#### Recorded data
******************************

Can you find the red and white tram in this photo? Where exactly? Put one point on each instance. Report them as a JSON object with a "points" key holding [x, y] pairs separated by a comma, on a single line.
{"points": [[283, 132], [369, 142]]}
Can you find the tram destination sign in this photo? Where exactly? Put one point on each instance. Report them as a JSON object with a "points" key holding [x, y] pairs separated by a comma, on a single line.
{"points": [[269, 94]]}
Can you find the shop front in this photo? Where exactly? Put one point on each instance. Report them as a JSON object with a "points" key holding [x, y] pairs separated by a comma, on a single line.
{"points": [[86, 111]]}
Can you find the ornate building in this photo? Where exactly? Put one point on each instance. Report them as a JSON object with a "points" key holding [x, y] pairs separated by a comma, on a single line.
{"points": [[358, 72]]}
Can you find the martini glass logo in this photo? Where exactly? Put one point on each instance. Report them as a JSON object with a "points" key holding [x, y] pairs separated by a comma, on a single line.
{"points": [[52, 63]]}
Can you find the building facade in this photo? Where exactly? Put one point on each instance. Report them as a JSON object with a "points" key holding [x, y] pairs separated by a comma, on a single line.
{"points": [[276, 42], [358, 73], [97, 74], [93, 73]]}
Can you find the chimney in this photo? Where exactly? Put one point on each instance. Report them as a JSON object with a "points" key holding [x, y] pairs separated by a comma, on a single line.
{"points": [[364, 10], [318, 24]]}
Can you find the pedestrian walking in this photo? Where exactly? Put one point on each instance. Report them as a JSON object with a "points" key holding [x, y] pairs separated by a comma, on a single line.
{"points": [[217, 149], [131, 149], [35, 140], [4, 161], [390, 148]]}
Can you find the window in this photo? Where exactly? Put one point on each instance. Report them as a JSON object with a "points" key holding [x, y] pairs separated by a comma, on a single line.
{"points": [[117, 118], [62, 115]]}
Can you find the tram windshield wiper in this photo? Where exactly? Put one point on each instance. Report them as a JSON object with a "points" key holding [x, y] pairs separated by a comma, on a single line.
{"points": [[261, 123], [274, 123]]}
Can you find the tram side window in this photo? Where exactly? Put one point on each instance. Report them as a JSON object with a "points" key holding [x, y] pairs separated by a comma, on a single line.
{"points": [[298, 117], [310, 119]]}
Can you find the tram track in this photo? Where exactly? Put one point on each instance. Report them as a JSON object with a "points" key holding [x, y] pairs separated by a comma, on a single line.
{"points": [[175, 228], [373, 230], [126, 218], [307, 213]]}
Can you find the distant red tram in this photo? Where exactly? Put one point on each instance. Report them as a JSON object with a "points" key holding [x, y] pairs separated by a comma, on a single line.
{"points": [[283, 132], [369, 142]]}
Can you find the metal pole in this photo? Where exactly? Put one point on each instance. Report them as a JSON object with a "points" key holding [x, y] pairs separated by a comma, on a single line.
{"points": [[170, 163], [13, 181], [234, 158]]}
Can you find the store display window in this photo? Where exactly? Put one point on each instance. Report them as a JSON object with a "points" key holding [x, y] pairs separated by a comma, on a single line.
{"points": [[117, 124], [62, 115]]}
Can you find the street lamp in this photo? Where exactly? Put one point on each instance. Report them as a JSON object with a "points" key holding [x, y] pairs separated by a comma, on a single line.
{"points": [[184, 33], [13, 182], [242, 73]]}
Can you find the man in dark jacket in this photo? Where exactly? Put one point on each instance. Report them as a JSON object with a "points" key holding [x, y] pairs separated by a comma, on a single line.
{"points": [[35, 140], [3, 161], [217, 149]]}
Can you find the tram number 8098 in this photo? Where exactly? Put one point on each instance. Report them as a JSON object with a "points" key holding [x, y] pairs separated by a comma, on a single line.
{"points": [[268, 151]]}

******************************

Set down the whole of the material, exactly.

#### Answer space
Can you find the red and white tram in this photo? Where exactly? Put one point on each instance. Report them as a JSON object with a "points" key holding [x, y] pairs separated by a comma, on a single line.
{"points": [[283, 132], [369, 142]]}
Can you find the tram destination sign in this photo? Where exactly? Put one point on each instance. Report them as a JSON object with a "points" key holding [x, y] pairs separated by a comma, on a single line.
{"points": [[269, 94]]}
Can you find the shop front in this photo? Where exactly? Put one point on each instance. Report them as a JSON object with a "points" key holding [x, y] pairs separated by a comma, on a single line.
{"points": [[86, 111]]}
Can you find the ornate building in this photo? Where exactly? Put one point on each instance. Report them as a JSON object with a "points" key holding [x, y] pairs separated by a comma, on a single line.
{"points": [[358, 72]]}
Can you find the martini glass logo in this photo? Where exactly? Put one point on each instance. Report them as a JSON object with a "points" key holding [x, y] pairs separated by a comma, on a single line.
{"points": [[52, 63]]}
Can you find the building facade in this photo? Where exactly? Put one point on each instance. Report them as a JSON object with a "points" key holding [x, y] pairs separated by a comma, on a single line.
{"points": [[276, 42], [358, 73], [97, 74], [93, 73]]}
Can you find the chimney in this photo? Where exactly? Put one point on each instance. Report them as a JSON object with a "points" key holding [x, y] pairs separated by a comma, on a single line.
{"points": [[364, 10], [318, 24]]}
Can you find the pedestrian walking in this photo? Where exactly? Put one point on each instance. Report them as a JSON object with a "points" key holding [x, y] pairs separated by a comma, on a single line.
{"points": [[217, 149], [131, 149], [35, 140], [4, 161], [390, 148]]}
Can you find the window in this photo? Where exactly? Put one point on each instance. Report them as a JSON object with a "points" key holding [x, y] pairs separated by a comma, on a single line.
{"points": [[117, 118], [62, 115]]}
Can you find the tram windshield wiper in this photo? Where exactly? Put one point on each instance. Report them as a JSON object with a "points" key holding [x, y] pairs separated by a comma, on a single line.
{"points": [[261, 123], [274, 123]]}
Can you find the tram side window in this photo? Where exactly? Put one point on each instance. Report them as a JSON object with a "points" key holding [x, y] pairs separated by a comma, on a single line.
{"points": [[298, 117], [310, 119]]}
Can you find the tram track in this photo? Where exactly? Put one point on each instance. Report them as a JSON object with a "points" key holding [x, y] pairs separated by a comma, on a single line.
{"points": [[175, 228], [373, 230], [126, 218], [307, 213]]}
Can you find the distant red tram in this photo? Where exactly? Put one point on each instance. Report them as a JSON object with a "points" key holding [x, y] pairs separated by a comma, on a single line.
{"points": [[283, 132], [369, 142]]}
Can you find the metal pole in this photo? Where exactly? Put one point on each instance. Report them as a JSON object with a "points" key holding [x, y] pairs separated by a comma, on a single line.
{"points": [[170, 163], [13, 181], [234, 158]]}
Can you find the store display window in this photo? Where exactly? Put one point on each instance. Report them as a JSON object with a "points" key holding [x, y] pairs separated by a comma, on a single line.
{"points": [[117, 124], [62, 115]]}
Can you find the street lamp in this photo? Where exactly? Put one point on each instance. Report them as a JSON object with a "points" key holding [x, y] pairs separated by a comma, on a single line.
{"points": [[184, 33], [13, 182], [242, 73]]}
Can you find the man in dark jacket in this photo? Where exactly? Put one point on each instance. Report them as a JSON object with a "points" key holding [x, y] pairs separated by a comma, on a single line.
{"points": [[35, 140], [3, 161], [217, 149]]}
Can you find the tram number 8098 in this photo? Where exactly? Put one point on each instance. Report them as a JSON object with a "points" key holding [x, y] pairs separated by a comma, on a single line.
{"points": [[268, 151]]}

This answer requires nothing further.